> **Task data**:
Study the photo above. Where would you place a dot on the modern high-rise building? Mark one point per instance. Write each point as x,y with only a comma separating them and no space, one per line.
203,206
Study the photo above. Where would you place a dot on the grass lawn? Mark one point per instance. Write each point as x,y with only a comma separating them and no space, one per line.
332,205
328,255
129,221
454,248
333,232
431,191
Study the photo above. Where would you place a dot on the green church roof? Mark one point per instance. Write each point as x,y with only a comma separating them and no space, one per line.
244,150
--
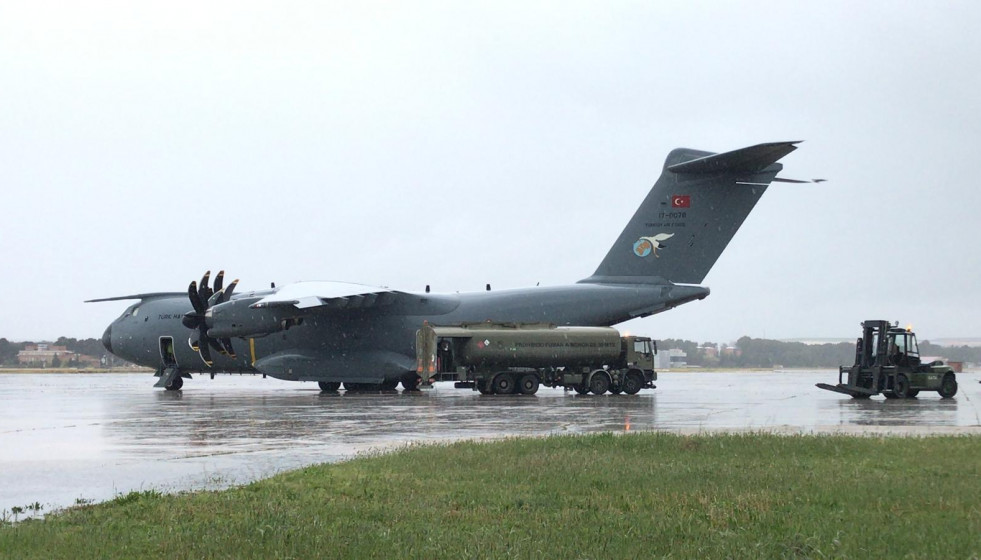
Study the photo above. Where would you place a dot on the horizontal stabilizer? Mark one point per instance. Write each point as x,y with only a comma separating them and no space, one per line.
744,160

> **What is expected**:
Locate each line in the records that contains the string "stabilizer", and copy those lines in full.

> **Solution for this task**:
Study the photo above. Where would you place a dot on the horizontal stabilizer? Mark one point per instance. Write each point as x,y with only a comma separating them and no space, one per line.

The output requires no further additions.